● PROBLEM A: From the biography of Thomas Beaufort below, list the military posts he held under Henry IV, each with its year or years.
START SOURCE DOCUMENT
Thomas Beaufort, Duke of Exeter (c. January 137731 December 1426) was an English military commander during the Hundred Years' War, and briefly Chancellor of England. He was the third of the four children born to John of Gaunt, Duke of Lancaster, and his mistress Katherine Swynford. To overcome their problematic parentage, his parents were married in 1396, and he and his siblings were legitimated in 1390 and again in 1397. He married the daughter of Sir Thomas Neville (died 1387) of Hornby, Margaret Neville (born c. 1384), who bore him one son, Henry Beaufort. However, the child died young.

Under Henry IV
After the accession of his half-brother Henry IV, Beaufort was made a Knight of the Garter. In the following years he held various military posts: constable of Ludlow (1402), appointed Admiral of the North (1403), appointed captain of Calais (1407), and  Admiral of the North and West (1408–1413) he retained the title for life. His most notable action during this decade was commanding the forces against the northern rebellion of 1405.

He became Chancellor of England on 31 January 1410, an office he held until 5 January 1412 during a time when King Henry was having trouble with the clergy, and then returned to military matters. Later in 1412 he was created Earl of Dorset.

Under Henry V
On the accession of Henry V, Beaufort was appointed Lieutenant of Aquitaine (1413) and then captain of Harfleur (1415). He spent the next years in Normandy as Lieutenant of Normandy (1416). He was created Duke of Exeter for life in 1416.

Beaufort was back in England in 1417, while the king was in Normandy, but had to deal with problems in Scotland. In 1418 he went back to Normandy with a large force, taking part in the sieges of Évreux, Ivry, and Rouen. After the fall of Rouen in 1419, he was captain of the city and conquered more of the smaller Norman cities. Finally, in 1419, he took the great fortress of Château Gaillard, midway between Rouen and Paris, after a six-month siege.
END SOURCE DOCUMENT
START GIVEN DATA
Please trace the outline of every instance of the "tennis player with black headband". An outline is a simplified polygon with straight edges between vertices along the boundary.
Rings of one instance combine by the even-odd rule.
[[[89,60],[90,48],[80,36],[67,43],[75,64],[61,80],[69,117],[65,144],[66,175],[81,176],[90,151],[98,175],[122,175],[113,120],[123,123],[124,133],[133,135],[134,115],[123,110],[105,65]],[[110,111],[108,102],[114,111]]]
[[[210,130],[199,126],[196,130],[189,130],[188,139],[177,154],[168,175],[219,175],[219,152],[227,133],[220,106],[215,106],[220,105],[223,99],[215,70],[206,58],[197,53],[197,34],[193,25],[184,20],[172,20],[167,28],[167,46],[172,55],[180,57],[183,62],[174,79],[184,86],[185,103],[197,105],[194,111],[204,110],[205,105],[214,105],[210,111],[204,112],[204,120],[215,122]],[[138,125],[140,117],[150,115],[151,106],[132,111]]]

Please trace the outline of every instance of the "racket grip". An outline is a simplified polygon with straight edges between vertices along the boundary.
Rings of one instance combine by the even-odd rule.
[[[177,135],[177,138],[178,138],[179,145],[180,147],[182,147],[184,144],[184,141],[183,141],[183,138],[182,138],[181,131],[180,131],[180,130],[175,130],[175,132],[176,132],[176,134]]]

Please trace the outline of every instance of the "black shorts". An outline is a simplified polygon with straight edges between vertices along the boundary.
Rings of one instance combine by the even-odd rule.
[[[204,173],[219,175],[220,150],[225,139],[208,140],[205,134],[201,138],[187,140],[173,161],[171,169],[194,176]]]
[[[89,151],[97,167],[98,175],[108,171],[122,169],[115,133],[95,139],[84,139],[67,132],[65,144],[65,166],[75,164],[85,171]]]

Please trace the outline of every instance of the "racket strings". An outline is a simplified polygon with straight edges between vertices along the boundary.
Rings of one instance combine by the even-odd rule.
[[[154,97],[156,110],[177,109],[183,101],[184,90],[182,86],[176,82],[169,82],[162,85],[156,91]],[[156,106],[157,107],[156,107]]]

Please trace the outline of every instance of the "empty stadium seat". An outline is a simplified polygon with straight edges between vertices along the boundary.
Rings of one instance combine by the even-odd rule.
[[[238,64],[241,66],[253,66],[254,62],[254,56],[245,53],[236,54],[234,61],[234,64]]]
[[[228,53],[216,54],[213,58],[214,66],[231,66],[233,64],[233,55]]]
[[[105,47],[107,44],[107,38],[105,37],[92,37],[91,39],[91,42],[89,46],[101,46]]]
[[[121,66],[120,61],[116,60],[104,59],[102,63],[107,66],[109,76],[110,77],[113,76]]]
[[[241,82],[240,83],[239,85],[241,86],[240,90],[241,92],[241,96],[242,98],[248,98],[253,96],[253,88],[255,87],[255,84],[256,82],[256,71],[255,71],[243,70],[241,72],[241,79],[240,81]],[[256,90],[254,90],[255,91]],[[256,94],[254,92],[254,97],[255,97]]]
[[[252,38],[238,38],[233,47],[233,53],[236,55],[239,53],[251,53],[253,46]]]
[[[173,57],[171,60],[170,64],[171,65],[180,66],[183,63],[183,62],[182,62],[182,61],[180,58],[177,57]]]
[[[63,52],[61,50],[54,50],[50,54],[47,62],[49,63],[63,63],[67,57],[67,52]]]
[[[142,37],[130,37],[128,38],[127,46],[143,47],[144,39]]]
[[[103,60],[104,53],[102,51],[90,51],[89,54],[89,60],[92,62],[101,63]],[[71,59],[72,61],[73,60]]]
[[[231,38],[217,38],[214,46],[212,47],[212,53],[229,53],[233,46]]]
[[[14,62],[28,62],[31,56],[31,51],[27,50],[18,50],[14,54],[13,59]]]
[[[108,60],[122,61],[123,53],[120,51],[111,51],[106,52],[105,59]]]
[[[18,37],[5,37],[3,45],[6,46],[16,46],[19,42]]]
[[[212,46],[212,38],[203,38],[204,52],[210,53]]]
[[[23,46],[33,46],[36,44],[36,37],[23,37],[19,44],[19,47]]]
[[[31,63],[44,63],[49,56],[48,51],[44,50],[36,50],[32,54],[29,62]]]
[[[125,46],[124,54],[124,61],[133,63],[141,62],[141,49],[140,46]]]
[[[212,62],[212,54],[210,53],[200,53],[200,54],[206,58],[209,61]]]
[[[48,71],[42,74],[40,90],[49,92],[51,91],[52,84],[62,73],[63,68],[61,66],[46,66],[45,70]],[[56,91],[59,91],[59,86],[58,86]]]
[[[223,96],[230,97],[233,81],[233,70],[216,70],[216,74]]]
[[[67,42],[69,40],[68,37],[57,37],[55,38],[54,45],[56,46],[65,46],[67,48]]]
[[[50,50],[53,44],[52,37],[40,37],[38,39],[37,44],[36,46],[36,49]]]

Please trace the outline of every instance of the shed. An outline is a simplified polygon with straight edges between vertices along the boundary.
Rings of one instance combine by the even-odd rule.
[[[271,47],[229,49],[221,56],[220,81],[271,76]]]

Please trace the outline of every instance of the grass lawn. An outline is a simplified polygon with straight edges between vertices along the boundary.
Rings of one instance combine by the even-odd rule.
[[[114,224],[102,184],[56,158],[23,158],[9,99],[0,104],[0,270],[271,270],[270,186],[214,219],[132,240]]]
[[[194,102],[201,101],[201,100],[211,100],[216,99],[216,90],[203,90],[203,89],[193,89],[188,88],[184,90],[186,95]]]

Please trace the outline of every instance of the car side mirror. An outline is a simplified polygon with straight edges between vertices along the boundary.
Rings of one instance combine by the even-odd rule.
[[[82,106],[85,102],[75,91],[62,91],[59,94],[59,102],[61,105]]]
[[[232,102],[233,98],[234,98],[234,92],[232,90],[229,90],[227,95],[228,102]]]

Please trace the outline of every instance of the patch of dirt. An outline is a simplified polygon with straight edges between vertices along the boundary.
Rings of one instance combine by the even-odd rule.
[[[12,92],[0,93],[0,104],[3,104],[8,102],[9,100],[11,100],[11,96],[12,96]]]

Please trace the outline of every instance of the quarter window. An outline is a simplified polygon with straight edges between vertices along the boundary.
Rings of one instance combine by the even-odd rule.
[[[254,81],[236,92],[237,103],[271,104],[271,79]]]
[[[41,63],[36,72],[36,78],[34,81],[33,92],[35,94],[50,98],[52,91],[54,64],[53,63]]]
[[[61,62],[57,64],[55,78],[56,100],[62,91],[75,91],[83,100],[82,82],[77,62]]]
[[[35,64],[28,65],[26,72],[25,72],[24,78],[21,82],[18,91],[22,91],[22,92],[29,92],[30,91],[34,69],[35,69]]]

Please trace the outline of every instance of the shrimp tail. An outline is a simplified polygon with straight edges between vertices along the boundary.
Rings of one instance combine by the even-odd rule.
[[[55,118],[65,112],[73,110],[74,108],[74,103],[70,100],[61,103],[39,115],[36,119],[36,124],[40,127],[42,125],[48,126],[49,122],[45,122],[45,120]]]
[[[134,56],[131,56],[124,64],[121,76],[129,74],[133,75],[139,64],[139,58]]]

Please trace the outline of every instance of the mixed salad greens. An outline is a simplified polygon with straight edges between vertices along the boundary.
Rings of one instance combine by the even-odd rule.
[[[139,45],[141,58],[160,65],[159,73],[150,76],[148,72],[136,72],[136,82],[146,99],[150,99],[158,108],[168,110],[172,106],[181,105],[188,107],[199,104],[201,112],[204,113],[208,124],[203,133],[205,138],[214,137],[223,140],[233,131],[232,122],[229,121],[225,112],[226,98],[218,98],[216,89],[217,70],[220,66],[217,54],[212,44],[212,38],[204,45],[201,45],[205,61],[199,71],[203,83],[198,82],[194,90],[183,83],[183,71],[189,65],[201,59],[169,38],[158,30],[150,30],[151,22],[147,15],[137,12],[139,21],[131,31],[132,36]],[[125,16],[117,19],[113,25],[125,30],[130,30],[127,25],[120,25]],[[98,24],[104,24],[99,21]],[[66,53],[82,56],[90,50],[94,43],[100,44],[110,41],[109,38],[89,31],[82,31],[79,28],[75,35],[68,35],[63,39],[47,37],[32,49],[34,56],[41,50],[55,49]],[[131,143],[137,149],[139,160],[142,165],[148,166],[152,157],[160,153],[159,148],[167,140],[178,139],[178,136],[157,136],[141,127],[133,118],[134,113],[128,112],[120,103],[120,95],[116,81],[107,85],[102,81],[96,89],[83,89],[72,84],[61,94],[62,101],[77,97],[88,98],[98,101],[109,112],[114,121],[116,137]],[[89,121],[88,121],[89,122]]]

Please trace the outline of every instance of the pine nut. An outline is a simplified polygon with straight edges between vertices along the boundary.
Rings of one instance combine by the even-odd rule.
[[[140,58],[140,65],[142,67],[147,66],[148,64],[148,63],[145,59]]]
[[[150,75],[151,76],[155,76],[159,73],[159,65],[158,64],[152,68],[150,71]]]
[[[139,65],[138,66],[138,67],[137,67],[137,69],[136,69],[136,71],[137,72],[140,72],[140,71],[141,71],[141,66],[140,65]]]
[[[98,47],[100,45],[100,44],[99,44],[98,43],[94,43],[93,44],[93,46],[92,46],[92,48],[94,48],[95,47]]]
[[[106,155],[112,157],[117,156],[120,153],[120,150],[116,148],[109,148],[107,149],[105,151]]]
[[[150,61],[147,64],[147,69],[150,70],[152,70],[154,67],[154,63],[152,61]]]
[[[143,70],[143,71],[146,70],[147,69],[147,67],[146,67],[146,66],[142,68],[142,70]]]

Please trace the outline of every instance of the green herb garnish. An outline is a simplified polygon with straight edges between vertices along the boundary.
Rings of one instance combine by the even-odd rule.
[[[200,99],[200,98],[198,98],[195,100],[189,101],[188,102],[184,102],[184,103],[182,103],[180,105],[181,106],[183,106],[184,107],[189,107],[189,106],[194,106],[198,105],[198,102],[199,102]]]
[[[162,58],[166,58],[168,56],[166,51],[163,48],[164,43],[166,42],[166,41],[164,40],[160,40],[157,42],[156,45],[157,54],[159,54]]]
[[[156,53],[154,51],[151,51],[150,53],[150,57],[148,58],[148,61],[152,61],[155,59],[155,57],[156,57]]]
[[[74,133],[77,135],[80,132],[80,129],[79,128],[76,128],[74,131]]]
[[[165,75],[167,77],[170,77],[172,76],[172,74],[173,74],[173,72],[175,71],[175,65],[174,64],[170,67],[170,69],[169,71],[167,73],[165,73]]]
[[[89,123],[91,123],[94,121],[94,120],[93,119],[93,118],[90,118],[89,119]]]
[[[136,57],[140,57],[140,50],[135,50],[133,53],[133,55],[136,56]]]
END GIVEN DATA
● PROBLEM B: How many lines of the records above contain the word "black"? Reply with the number only.

● EXPECTED ANSWER A:
Constable of Ludlow (1402)
Admiral of the North (1403)
Captain of Calais (1407)
Admiral of the North and West (1408–1413)

● EXPECTED ANSWER B: 2